Stated goal
Update the lines below so that every occurrence of "one marker per instance" reads "a single marker for each instance". Leave all other text unchanged.

Items from a data source

━━━━━━━━━━━━━━━━

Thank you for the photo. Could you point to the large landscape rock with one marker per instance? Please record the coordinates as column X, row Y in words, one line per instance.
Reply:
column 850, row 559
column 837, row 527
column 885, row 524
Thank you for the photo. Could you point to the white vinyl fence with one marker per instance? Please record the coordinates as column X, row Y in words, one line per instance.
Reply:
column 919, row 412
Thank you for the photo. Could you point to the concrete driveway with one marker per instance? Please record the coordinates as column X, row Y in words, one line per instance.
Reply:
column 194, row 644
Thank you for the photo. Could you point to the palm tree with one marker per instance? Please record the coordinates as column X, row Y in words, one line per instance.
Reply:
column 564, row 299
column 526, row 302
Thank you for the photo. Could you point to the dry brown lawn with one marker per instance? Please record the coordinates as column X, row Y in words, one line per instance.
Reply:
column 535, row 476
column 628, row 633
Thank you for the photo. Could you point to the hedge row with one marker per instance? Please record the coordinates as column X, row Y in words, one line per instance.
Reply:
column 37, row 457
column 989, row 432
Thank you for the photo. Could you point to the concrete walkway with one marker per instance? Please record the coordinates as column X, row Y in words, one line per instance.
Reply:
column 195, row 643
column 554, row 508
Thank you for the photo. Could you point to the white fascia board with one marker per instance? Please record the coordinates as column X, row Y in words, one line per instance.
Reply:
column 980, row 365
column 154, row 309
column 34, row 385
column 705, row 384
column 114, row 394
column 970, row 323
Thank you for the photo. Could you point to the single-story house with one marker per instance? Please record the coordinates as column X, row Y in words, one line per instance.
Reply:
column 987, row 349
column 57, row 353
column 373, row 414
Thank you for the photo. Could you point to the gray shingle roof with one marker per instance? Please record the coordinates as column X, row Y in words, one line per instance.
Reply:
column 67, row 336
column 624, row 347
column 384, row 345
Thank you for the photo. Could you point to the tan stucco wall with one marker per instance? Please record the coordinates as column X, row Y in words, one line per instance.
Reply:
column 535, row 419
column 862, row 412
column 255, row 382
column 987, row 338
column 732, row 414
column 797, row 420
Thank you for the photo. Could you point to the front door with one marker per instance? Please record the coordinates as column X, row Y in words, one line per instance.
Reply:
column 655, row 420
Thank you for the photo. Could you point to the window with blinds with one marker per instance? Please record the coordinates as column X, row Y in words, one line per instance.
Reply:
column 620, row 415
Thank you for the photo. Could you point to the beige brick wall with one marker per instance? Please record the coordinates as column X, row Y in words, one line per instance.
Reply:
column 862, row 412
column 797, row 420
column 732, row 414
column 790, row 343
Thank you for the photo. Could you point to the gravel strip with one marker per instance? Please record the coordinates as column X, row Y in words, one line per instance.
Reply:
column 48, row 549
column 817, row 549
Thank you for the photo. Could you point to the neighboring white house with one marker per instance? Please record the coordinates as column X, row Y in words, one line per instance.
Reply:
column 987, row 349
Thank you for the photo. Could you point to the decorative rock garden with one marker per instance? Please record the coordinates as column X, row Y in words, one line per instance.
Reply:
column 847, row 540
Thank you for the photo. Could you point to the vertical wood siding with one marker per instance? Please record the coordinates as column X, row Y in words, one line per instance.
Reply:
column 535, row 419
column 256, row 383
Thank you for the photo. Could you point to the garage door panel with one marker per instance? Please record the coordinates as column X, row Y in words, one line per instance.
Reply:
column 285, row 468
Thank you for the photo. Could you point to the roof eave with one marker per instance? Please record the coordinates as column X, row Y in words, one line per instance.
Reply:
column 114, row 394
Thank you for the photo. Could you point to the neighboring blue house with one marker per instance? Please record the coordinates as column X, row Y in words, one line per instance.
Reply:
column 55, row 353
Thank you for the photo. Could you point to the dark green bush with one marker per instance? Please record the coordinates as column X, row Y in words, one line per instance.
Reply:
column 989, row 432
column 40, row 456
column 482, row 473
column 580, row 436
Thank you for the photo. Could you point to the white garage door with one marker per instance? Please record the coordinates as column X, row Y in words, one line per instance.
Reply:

━━━━━━━━━━━━━━━━

Written answer
Thank you for the photo. Could you point to the large landscape rock with a single marker for each instance? Please record the coordinates as column X, row Y in words, one line per instance.
Reply:
column 850, row 559
column 837, row 527
column 885, row 524
Thank you for the photo. Could you point to the white vinyl fence with a single marker for each instance? Please record the coordinates as column X, row Y in words, one line per instance.
Reply:
column 919, row 412
Thank you for the photo. Could you point to the concrete driveway with a single marker for each instance? Please record the coordinates as column X, row Y in words, one line per instance.
Reply:
column 194, row 644
Thank you for the photo. Could you point to the palm tree with a single marker for each instance? Please record the coordinates as column X, row Y in words, one line per instance.
Reply:
column 564, row 299
column 526, row 302
Thank you for the photo. Could you point to the dry brown lawn with a single marker for each instance? Please record the coordinates as column X, row Y in words, one line per instance.
Reply:
column 535, row 476
column 628, row 633
Thank you for the photo. Could you point to the hedge row with a single marker for each instance? Please record the coordinates as column X, row Y in words, one line per instance.
Reply:
column 37, row 457
column 989, row 432
Thank you for the photo. Could you point to the concrete walkway with a single marker for each instance? Please record the coordinates as column X, row Y in words, one line per instance.
Reply:
column 195, row 643
column 554, row 508
Thank you for the photo. Could you point to the white fascia board with a single marker for each instance? Please record the coordinates as column X, row Y in words, one line per instance.
Reply:
column 980, row 365
column 154, row 309
column 34, row 385
column 705, row 384
column 114, row 394
column 970, row 323
Thank you for the photo. Could you point to the single-story house with a single marker for each instance? Please record the coordinates as column X, row Y in words, one line per instance.
Reply:
column 987, row 349
column 57, row 353
column 373, row 414
Thank you for the photo. Could you point to the gray shingle roof with a single marker for each instance? Please record the coordinates as column X, row Y in words, one line per instance.
Reply:
column 67, row 336
column 624, row 347
column 384, row 345
Thank you for the photo. Could you point to the tan stucco wall with a single marker for each instance? Please record the coordinates as column X, row Y in words, one line per instance.
Reply:
column 535, row 419
column 862, row 412
column 255, row 382
column 987, row 338
column 732, row 414
column 797, row 420
Thank you for the photo. Could you point to the front door with a single marker for each instance? Please record the coordinates as column X, row Y in words, one line per instance.
Reply:
column 655, row 420
Thank you for the photo. Could you point to the window with blinds with a single marker for each instance? Please record the coordinates as column X, row Y in words, one line per instance.
Reply:
column 620, row 415
Thank you for the photo. Could you point to the beige brick wall with a single marker for each instance? Please record the coordinates as column X, row Y in words, one line per instance.
Reply:
column 862, row 412
column 797, row 420
column 732, row 414
column 790, row 343
Thank you for the photo. Could you point to the gravel strip with a single marker for each instance? Please record the coordinates as column X, row Y in words, one line per instance.
Reply:
column 48, row 549
column 817, row 549
Thank you for the photo. Could you point to the neighboring white house with a single marker for each instance? Please record the coordinates as column X, row Y in words, one line per instance.
Reply:
column 987, row 349
Thank you for the photo. Could you point to the decorative rock garden with a single marker for each instance? Please record the coordinates as column X, row Y in words, one line per instance.
Reply:
column 847, row 540
Thank you for the photo. Could you point to the vertical wood siding with a single marker for each instance? Please record the coordinates as column X, row Y in words, one line per instance.
Reply:
column 535, row 419
column 256, row 383
Thank you for the photo. Could you point to the garage door panel with a single marker for each instance? Please record the coordinates as column X, row Y in words, one line per instance.
Reply:
column 285, row 468
Thank you for the photo. Could you point to the roof eave with a single marker for each instance? Please record the coordinates as column X, row Y in words, one line per instance.
Reply:
column 114, row 394
Thank you for the photo. Could you point to the neighboring blue house with a single marker for each instance? Please record the coordinates as column X, row Y in words, one line per instance.
Reply:
column 55, row 353
Thank you for the photo. Could you point to the dark green bush with a single marker for each instance? Please record the coordinates as column X, row Y in words, one line per instance.
Reply:
column 989, row 432
column 40, row 456
column 482, row 473
column 580, row 436
Thank you for the photo. Could you point to the white garage door with a single marker for each instance? Please record the coordinates as column X, row Y in words, one line per instance.
Reply:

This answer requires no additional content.